• Work to be completed: Copy every item below with "man's ear" replaced by "person's ear" and all other text unchanged. Leave the pictures out.

• Records to use:
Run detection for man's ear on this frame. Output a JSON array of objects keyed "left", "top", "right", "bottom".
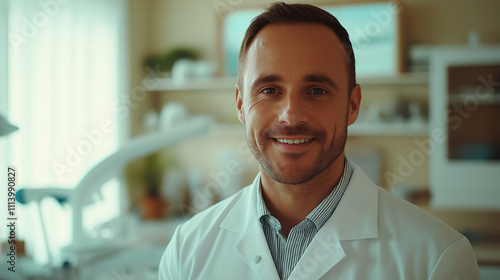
[
  {"left": 347, "top": 84, "right": 361, "bottom": 125},
  {"left": 236, "top": 85, "right": 245, "bottom": 124}
]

• Final answer:
Run detection for person's ear on this frame. Output a JSON array of objects keyed "left", "top", "right", "bottom".
[
  {"left": 347, "top": 84, "right": 361, "bottom": 125},
  {"left": 236, "top": 85, "right": 245, "bottom": 124}
]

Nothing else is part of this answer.